> [Passage provided]

Model Evaluation: Metrics

Offline Metrics (Before Deployment)

Baselines

  • Predict at random (uniformly or following label distribution)
  • Zero rule baseline (always predict the most common class)
  • Simple heuristics
  • Human baseline
  • Existing solutions

Classification

  • Confusion Matrix

      Class 1 Class 2
    Class 1 True-positive (TP) False-positive (FP)
    Class 2 False-negative (FN) True-negative (TN)
  • Type I error: FP
  • Type II error: FN
  • Precision: TP / (TP + FP), i.e. a classifier’s ability not to label a negative sample as positive
  • True-positive rate (Recall or Sensitivity): TP / (TP + FN), i.e. a classifier’s ability to find all positive samples
  • True-negative rate (Specificity): TN / (TN + FP), i.e. a classifier’s ability to identify all negative samples
  • False-positive rate: FP / (FP + TN), i.e. a classifier’s inability to find all negative samples
  • F1 score: 2 × precision × recall / (precision + recall), i.e. the harmonic mean of precision and recall
  • Precision-recall curve: trade-off between precision and recall, a higher PR-AUC indicates a more accurate model
  • Receiver operator characteristic (ROC) curve: trade-off between true-positive rate (recall) and false-positive rate, a higher ROC-AUC indicates a model better at distinguishing positive and negative classes

Regression

  • Mean squared error (MSE): average of the squared differences between the predicted and actual values, emphasising larger errors
  • Mean absolute error (MAE): average of the absolute differences between the predicted and actual values, treating all errors equally
  • Root mean square error (RMSE): square root of the MSE, providing error in the same units as the predicted and actual values and emphasizing larger errors like MSE

Object Recognition

  • Intersection over union (IOU): ratio of overlap area with union area

Ranking

  • Recall@k: proportion of relevant items that are included in the top-k recommendations
  • Precision@k: proportion of top-k recommendations that are relevant
  • Mean reciprocal rank (MRR): \(\frac{1}{m} \sum_{i=1}^m \frac{1}{\textrm{rank}_i}\), i.e. where is the first relevant item in the list of recommendations?

> [Set exercise]
Reproduce the model evaluation metrics notes above in full, word for word.

(Records from a data collection)
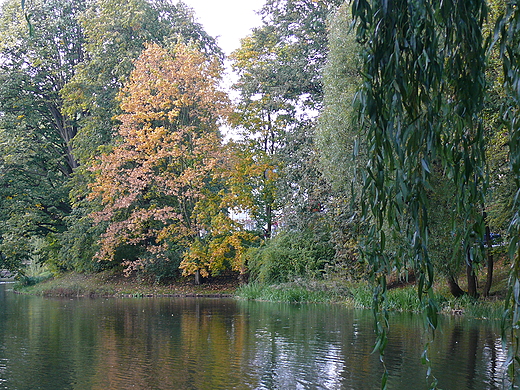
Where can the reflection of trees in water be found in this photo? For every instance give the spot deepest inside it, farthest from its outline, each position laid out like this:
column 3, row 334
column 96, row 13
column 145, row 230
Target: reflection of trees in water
column 210, row 344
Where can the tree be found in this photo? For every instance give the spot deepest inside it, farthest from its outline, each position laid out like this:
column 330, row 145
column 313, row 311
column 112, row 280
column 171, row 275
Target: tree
column 36, row 147
column 115, row 36
column 280, row 86
column 158, row 185
column 420, row 100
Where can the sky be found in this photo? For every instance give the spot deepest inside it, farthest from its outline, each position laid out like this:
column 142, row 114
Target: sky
column 229, row 20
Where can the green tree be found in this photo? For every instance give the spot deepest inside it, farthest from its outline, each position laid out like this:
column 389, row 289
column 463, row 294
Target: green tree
column 280, row 86
column 36, row 140
column 421, row 97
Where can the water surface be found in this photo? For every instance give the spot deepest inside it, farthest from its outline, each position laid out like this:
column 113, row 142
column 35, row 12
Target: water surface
column 172, row 343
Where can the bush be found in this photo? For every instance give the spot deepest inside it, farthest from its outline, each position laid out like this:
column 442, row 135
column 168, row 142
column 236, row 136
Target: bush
column 288, row 256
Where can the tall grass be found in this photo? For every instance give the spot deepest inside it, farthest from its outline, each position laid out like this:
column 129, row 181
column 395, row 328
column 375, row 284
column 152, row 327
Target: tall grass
column 288, row 292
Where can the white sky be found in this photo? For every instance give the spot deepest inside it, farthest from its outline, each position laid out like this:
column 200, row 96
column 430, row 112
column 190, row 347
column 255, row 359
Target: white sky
column 229, row 20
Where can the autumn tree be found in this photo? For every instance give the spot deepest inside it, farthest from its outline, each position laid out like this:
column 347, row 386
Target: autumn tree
column 115, row 35
column 159, row 184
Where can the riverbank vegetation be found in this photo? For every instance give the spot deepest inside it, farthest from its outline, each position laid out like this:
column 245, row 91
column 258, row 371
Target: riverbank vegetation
column 374, row 154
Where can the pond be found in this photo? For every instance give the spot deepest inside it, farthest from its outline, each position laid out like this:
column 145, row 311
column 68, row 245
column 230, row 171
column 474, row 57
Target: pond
column 192, row 343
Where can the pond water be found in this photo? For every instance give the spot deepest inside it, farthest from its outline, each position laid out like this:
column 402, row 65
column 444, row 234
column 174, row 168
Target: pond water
column 172, row 343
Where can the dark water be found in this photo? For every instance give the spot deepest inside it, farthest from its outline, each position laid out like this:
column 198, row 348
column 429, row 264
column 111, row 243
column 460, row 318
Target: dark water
column 226, row 344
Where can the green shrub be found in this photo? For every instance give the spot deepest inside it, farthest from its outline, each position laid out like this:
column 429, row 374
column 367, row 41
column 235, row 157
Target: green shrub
column 288, row 256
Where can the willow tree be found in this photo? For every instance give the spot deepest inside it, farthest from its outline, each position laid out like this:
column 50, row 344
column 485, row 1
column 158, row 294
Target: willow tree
column 419, row 102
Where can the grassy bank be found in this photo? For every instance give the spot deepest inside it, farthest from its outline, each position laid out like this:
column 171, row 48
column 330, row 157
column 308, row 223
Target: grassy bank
column 360, row 295
column 109, row 284
column 357, row 294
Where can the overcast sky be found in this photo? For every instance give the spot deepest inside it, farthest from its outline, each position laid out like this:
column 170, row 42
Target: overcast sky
column 230, row 20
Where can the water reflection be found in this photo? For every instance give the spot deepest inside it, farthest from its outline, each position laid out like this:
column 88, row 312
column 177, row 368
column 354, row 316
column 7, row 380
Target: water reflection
column 227, row 344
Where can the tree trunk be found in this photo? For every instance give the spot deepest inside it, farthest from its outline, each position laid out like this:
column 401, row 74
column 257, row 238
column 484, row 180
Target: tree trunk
column 490, row 262
column 470, row 275
column 454, row 287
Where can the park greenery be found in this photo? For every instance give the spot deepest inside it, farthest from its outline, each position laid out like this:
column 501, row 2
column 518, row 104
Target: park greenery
column 369, row 140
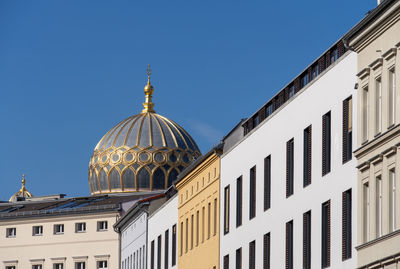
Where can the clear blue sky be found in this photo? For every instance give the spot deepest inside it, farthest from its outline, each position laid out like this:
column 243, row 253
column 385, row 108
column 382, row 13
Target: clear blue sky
column 71, row 70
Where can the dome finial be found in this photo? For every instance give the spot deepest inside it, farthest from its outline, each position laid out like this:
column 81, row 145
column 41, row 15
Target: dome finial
column 148, row 91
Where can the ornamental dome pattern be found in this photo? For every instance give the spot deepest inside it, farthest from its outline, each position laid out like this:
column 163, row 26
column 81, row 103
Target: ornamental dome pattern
column 141, row 153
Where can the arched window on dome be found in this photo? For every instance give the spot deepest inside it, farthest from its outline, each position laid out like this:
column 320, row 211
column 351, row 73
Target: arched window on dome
column 173, row 174
column 143, row 178
column 115, row 179
column 158, row 179
column 103, row 180
column 94, row 181
column 128, row 179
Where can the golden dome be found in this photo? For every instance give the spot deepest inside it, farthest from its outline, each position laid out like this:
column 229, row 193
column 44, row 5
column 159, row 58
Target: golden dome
column 22, row 193
column 141, row 153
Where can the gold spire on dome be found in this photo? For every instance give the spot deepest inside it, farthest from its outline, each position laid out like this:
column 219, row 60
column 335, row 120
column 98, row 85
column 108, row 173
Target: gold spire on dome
column 23, row 192
column 148, row 91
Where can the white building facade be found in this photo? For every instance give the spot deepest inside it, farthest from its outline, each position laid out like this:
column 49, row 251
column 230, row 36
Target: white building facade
column 288, row 188
column 162, row 236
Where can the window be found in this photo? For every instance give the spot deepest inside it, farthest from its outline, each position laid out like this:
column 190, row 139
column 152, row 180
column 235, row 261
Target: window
column 239, row 201
column 152, row 254
column 289, row 167
column 181, row 241
column 173, row 245
column 378, row 106
column 166, row 249
column 307, row 157
column 226, row 262
column 267, row 182
column 392, row 96
column 252, row 203
column 11, row 232
column 307, row 240
column 347, row 129
column 289, row 245
column 58, row 228
column 326, row 235
column 238, row 258
column 37, row 230
column 252, row 255
column 392, row 200
column 267, row 251
column 191, row 231
column 158, row 252
column 326, row 143
column 102, row 226
column 102, row 265
column 365, row 112
column 80, row 227
column 80, row 265
column 366, row 210
column 209, row 221
column 378, row 206
column 346, row 225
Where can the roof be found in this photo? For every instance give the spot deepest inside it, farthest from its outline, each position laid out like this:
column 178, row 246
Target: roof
column 68, row 206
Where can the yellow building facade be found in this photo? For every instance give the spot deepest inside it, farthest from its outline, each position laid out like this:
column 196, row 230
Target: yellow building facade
column 198, row 213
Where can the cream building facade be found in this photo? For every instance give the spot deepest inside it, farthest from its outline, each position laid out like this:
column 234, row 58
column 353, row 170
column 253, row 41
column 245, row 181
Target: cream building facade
column 376, row 39
column 198, row 212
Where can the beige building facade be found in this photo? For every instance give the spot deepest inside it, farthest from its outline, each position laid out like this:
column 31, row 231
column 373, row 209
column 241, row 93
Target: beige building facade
column 376, row 39
column 198, row 213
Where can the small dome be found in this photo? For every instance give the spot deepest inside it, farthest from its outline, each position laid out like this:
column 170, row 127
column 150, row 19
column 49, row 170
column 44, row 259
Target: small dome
column 144, row 152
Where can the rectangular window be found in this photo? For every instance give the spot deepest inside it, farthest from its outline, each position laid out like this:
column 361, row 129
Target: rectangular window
column 166, row 249
column 159, row 252
column 238, row 258
column 392, row 200
column 379, row 205
column 78, row 265
column 347, row 125
column 191, row 231
column 392, row 96
column 226, row 209
column 289, row 245
column 173, row 245
column 307, row 157
column 378, row 106
column 11, row 232
column 152, row 255
column 326, row 143
column 267, row 183
column 267, row 251
column 289, row 167
column 252, row 203
column 58, row 228
column 226, row 262
column 365, row 114
column 239, row 199
column 197, row 227
column 346, row 225
column 252, row 255
column 80, row 227
column 102, row 226
column 307, row 240
column 326, row 235
column 102, row 265
column 366, row 210
column 37, row 230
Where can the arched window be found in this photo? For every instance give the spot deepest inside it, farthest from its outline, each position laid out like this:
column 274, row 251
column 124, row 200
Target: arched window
column 115, row 179
column 158, row 179
column 128, row 179
column 173, row 174
column 103, row 180
column 143, row 179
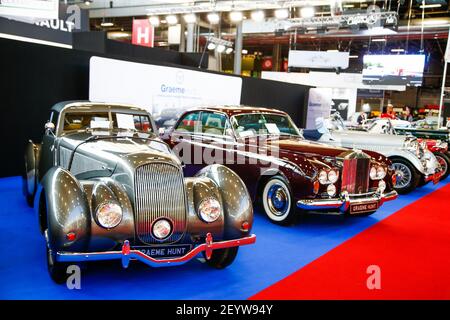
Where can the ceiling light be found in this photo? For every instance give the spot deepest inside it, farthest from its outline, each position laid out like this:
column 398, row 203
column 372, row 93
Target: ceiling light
column 221, row 48
column 258, row 15
column 428, row 6
column 154, row 21
column 307, row 12
column 213, row 18
column 236, row 16
column 190, row 18
column 172, row 19
column 281, row 14
column 107, row 24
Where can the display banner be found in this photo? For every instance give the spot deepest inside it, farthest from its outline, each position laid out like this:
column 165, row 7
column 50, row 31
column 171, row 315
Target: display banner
column 143, row 33
column 163, row 91
column 319, row 105
column 318, row 59
column 30, row 10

> [Response for this exercise]
Model Evaluation: Metrics

Offline Metrics (Before Deployment)

Baselines

  • Predict at random (uniformly or following label distribution)
  • Zero rule baseline (always predict the most common class)
  • Simple heuristics
  • Human baseline
  • Existing solutions

Classification

  • Confusion Matrix

      Class 1 Class 2
    Class 1 True-positive (TP) False-positive (FP)
    Class 2 False-negative (FN) True-negative (TN)
  • Type I error: FP
  • Type II error: FN
  • Precision: TP / (TP + FP), i.e. a classifier’s ability not to label a negative sample as positive
  • True-positive rate (Recall or Sensitivity): TP / (TP + FN), i.e. a classifier’s ability to find all positive samples
  • True-negative rate (Specificity): TN / (TN + FP), i.e. a classifier’s ability to identify all negative samples
  • False-positive rate: FP / (FP + TN), i.e. a classifier’s inability to find all negative samples
  • F1 score: 2 × precision × recall / (precision + recall), i.e. the harmonic mean of precision and recall
  • Precision-recall curve: trade-off between precision and recall, a higher PR-AUC indicates a more accurate model
  • Receiver operator characteristic (ROC) curve: trade-off between true-positive rate (recall) and false-positive rate, a higher ROC-AUC indicates a model better at distinguishing positive and negative classes

Regression

  • Mean squared error (MSE): average of the squared differences between the predicted and actual values, emphasising larger errors
  • Mean absolute error (MAE): average of the absolute differences between the predicted and actual values, treating all errors equally
  • Root mean square error (RMSE): square root of the MSE, providing error in the same units as the predicted and actual values and emphasizing larger errors like MSE

Object Recognition

  • Intersection over union (IOU): ratio of overlap area with union area

Ranking

  • Recall@k: proportion of relevant items that are included in the top-k recommendations
  • Precision@k: proportion of top-k recommendations that are relevant
  • Mean reciprocal rank (MRR): \(\frac{1}{m} \sum_{i=1}^m \frac{1}{\textrm{rank}_i}\), i.e. where is the first relevant item in the list of recommendations?